▶ [DOCUMENT SECTION]

Model Innovations, Only a Secondary Concern
Data Cartels: Artificial Intelligence Information Heists V
More data would simply just be more data without improvements in modelling. Modelling can be improved through model innovation and computer processing efficiency. The data frenzy that we are witnessing now is an outgrowth from the collection and storage of more data spurred on by increased interconnectivity and improvements in processing of this data which allows only to fully utilise the modelling innovations that has been around for some time. Like all progression there is a feedback loop, and the flux of data has also led to new model innovations like processing new types of data which in turn increases the demand for new data. We are currently in a position where all three developments: data collection, model innovation, and computer processing improvements have an effect on the future of machine learning. A good example is the development of OpenAI’s GPT-3 language model released one year after the GPT-2 model that now uses a larger percentage of the text available on the internet, a newly develop language model, and improved hardware. Currently the difficulty of improvements also flows from left to right in the beforementioned list.

▶ [DIRECTIONS] Which three developments does the text on model innovations say currently affect the future of machine learning?

Stored items
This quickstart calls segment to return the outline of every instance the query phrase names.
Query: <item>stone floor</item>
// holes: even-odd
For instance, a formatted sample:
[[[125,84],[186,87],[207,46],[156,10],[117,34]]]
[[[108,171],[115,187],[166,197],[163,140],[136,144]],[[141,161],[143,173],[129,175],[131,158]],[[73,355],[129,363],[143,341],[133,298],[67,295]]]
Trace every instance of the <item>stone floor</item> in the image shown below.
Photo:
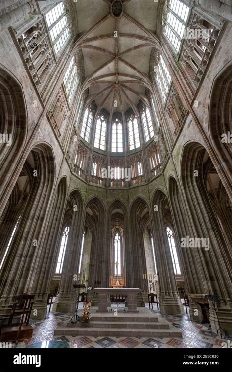
[[[158,312],[155,310],[155,312]],[[170,337],[153,338],[147,337],[114,337],[57,336],[54,336],[54,329],[62,322],[70,319],[70,314],[50,313],[43,321],[31,321],[34,328],[32,338],[19,343],[12,347],[25,348],[37,343],[46,341],[56,341],[48,347],[44,342],[42,347],[53,348],[221,348],[225,340],[216,337],[208,324],[192,322],[189,315],[165,315],[164,318],[180,329],[183,338]],[[51,344],[51,343],[50,343]],[[33,347],[32,346],[32,347]],[[34,347],[36,347],[36,345]],[[39,347],[41,347],[40,346]]]

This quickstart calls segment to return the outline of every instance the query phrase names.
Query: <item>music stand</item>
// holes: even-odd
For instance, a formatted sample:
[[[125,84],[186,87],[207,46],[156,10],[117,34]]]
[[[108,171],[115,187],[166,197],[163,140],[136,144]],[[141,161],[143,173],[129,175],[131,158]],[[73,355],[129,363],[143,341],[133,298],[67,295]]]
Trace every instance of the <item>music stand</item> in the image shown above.
[[[80,288],[86,288],[85,284],[72,284],[72,286],[75,288],[75,290],[77,289],[77,294],[76,295],[76,304],[75,304],[75,312],[74,314],[72,315],[72,317],[71,318],[71,320],[70,322],[71,323],[76,323],[77,322],[80,322],[79,320],[79,316],[77,315],[77,312],[78,310],[78,307],[79,307],[79,294],[80,293]],[[74,320],[72,320],[73,319]]]

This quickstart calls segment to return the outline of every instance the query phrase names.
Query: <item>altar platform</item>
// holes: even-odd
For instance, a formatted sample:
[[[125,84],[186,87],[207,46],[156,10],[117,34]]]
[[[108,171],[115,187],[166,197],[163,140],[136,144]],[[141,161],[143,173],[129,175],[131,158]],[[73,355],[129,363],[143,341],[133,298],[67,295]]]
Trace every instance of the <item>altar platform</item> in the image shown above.
[[[144,307],[136,313],[126,311],[125,307],[111,307],[107,312],[91,311],[90,323],[65,322],[54,331],[55,336],[111,336],[136,337],[182,337],[182,334],[162,316]],[[82,310],[78,310],[80,316]]]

▶ [REPLY TO THE TASK] Data collection, model innovation, and computer processing improvements.